BEGIN Given passage

Tuesday, July 9, 2013

You Are What You Eat--Pass the Donuts, Please!


After doing pretty well on my vegetarian, low fat, high fiber, healthy living diet, I fell off the wagon this morning.    I bought a dozen donuts—six glazed and six chocolate covered.  I kept thinking my previous night’s dinner of cracked wheat stuffed cabbage leaves and the lunch of tabouli salad and hummus would absolve me from the sin of a dozen fresh, warm donuts from the shop on the corner.  I am sure that donut shop was a factor in our finding a house in the “right” section of town!

Actually, I did not eat the entire box of donuts.  I took them with me to an early morning didactic I was leading for chaplain interns at the hospital where I work part-time . Had I known that such a small thing as sharing a dozen fresh donuts with a group of chaplains would give me such immediate esteem, I would have done so months ago.  There is something that a donut does that a cabbage roll never can.   Just try leading a session of exhausted chaplain interns, some of whom have been on call all week-end in crisis events, and offering them a tofu on whole wheat or sunflower seeds before you begin your  lecture.  Donuts are much more hospitable, if also loaded with all the toxic stuff that will clog your arteries and send you into a diabetic coma. 

I know I must have sinned by furnishing such terrible food to young chaplains and partaking of it with them.  May God and my wife forgive me.  I have confessed to God, but don’t have the courage to let my wife, the guru of good food, know of the donut indulgence.   But I hope my sin will be assuaged somewhat by the fact that one chaplain observed, after experiencing the miracle of a warm, morning donut, that the word “hospital” and “hospitality” have the same roots.   She had never noticed that what we do in the hospital and what we do in offering hospitality might be related.  

Yes, I know there are ways to be hospitable and eat healthy food at the same time.   But somehow, donuts at an eight a.m. didactic with fatigued interns just seemed to be the loving and hospitable thing to do.   I hope my wife buys that line when I tell her about the donuts.

END Given passage
BEGIN Records shown

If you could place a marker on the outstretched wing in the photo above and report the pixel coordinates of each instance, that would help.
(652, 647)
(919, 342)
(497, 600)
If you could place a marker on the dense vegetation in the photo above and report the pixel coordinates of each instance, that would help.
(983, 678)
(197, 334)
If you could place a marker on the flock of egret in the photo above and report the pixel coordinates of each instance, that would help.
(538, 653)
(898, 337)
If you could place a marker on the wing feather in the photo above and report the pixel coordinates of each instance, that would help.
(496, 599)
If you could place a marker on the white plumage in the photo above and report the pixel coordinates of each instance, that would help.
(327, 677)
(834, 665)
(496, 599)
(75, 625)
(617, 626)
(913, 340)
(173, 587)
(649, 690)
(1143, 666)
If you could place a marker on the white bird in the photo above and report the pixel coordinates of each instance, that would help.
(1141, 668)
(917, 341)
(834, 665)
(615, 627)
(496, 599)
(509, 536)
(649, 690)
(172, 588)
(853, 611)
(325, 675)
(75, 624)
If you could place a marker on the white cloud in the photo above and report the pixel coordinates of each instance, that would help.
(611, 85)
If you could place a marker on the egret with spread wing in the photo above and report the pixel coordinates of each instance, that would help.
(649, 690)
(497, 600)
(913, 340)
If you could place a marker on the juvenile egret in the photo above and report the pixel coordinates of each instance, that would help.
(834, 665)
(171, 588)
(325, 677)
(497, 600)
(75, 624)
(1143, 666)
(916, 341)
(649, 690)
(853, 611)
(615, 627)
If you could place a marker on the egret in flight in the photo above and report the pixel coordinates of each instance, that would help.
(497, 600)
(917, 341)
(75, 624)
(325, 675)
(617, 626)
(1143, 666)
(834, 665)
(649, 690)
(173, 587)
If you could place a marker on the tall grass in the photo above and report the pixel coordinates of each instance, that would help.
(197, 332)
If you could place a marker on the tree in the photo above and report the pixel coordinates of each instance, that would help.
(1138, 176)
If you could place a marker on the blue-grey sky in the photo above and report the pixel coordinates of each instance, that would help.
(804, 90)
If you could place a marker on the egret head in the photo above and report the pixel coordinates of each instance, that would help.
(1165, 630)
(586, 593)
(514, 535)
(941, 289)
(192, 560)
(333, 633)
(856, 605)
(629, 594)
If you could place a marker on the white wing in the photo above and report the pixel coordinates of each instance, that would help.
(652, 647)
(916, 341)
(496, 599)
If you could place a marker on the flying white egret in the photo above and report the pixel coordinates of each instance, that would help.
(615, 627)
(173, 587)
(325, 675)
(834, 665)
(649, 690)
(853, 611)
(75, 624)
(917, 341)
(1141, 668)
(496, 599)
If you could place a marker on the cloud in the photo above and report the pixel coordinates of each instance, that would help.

END Records shown

Answer these from the donut post:
1. How many of the dozen donuts were glazed?
2. To whom did the writer bring the donuts?
3. Which two words did one chaplain observe share the same roots?

## Final answer:
1. Six.
2. Chaplain interns at an early morning didactic the writer was leading at the hospital where the writer works part-time.
3. "Hospital" and "hospitality."